Beginning at the line that contains "If you could tag each instance of the shop" and ending at the last line of the entries, write out each line exactly; include nothing outside that span.

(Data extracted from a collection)

:::

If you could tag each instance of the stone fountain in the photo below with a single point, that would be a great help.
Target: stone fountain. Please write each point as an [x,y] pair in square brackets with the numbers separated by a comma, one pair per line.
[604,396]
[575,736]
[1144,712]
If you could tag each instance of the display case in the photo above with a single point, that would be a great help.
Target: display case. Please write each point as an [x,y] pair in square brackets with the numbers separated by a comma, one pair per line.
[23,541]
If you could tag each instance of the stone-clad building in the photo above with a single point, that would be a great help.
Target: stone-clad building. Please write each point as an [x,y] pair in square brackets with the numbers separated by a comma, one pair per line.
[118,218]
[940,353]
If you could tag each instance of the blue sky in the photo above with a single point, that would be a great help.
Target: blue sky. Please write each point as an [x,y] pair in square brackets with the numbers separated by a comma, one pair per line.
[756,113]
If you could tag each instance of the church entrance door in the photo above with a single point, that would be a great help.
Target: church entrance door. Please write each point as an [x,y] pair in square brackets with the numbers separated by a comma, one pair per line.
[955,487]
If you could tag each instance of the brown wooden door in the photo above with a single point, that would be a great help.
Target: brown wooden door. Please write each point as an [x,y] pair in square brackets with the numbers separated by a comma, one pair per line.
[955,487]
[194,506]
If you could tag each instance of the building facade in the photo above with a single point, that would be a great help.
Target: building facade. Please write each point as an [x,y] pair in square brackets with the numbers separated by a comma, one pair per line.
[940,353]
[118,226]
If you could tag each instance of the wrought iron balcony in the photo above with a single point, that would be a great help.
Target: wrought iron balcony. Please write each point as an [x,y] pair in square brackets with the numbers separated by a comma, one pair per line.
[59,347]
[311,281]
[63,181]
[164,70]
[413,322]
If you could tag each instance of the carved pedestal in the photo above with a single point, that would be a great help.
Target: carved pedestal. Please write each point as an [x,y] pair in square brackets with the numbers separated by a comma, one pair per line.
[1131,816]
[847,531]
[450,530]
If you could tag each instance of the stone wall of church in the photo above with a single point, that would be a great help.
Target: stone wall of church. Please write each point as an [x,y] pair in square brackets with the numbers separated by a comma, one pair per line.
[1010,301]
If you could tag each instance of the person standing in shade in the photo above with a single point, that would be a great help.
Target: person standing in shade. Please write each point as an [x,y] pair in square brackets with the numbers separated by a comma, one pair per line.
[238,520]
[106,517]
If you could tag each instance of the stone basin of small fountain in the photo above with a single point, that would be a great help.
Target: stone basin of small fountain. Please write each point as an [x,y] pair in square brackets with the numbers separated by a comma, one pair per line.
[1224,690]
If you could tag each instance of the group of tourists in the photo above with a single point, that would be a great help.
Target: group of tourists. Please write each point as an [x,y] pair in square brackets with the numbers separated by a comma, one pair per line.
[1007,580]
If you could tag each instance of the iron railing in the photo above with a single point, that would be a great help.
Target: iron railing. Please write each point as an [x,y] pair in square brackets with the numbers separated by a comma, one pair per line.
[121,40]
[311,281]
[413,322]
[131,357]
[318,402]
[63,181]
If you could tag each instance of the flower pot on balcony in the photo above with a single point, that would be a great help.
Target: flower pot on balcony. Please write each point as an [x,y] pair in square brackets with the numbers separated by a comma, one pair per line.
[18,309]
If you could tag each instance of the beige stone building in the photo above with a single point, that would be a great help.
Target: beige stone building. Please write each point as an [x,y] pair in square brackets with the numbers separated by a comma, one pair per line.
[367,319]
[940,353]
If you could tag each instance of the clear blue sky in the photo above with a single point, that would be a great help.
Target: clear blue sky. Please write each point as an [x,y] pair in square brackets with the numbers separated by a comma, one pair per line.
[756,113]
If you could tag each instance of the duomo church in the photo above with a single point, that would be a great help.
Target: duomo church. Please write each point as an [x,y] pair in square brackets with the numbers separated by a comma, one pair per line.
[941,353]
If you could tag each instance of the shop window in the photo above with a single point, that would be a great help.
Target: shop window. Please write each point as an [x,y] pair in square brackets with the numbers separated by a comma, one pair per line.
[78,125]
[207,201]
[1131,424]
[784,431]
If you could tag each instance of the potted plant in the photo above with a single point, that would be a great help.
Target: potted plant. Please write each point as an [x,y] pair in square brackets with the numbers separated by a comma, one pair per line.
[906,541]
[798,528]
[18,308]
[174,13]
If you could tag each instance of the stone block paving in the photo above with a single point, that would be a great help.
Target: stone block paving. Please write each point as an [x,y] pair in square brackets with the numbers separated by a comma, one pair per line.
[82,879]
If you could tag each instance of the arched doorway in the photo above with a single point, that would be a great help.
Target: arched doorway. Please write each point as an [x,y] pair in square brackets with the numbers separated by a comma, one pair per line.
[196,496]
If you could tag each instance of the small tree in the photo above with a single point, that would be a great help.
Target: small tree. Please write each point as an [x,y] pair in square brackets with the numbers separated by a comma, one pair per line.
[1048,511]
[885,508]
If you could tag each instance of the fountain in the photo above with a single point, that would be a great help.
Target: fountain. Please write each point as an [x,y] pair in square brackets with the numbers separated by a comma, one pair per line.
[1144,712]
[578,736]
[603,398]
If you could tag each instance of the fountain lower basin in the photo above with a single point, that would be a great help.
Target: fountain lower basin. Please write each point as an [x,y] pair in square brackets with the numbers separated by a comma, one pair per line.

:::

* Written response
If you could tag each instance of the shop window in the photo above with a single point, that would be a great help.
Target: shop window. Please write each point as an [x,y] pair in square brackets with the numbers separated by a comma, one pair per line.
[78,125]
[207,201]
[1131,424]
[784,431]
If you could tag each instance of the potted plant in the photo above with a single point, that would be a great help.
Target: potted plant. Please write each point as an [x,y] pair in square brackets with the numbers separated by a comma, one pair per line.
[906,541]
[798,528]
[18,308]
[174,13]
If you could tag each instance of the stone block paving in the photo above with a single point, that would be a great help.
Target: stone block paving. Please write each point as an [x,y] pair in square brackets with the numbers separated by a comma, one pair per line.
[82,879]
If you could tag each instance of the arched doorway in the photo above with a single point, that would be a great help.
Target: arched doorway. Please write each point as an [x,y] pair in square brackets with the numbers separated by a comma, one pair per line.
[196,496]
If you could tag each instance of the small tree in the photo above with a single point, that would be a great help.
Target: small tree. Please write each point as an [x,y] pair in square brackets with the numbers separated by a comma, one pair per line.
[1048,511]
[885,508]
If you could tag each instance of the fountain in the photo above with a single point, that would be a great help.
Target: fountain. Please write each point as an [x,y] pair in square brackets with the numbers separated by a comma, one pair per line.
[1144,712]
[578,736]
[603,398]
If you could tag each instance of the fountain lower basin in the photo above with a single point, that would be a great help.
Target: fountain lower basin. Please write each point as an [x,y] pair in square brackets with the numbers separated by a comma, one pair per line.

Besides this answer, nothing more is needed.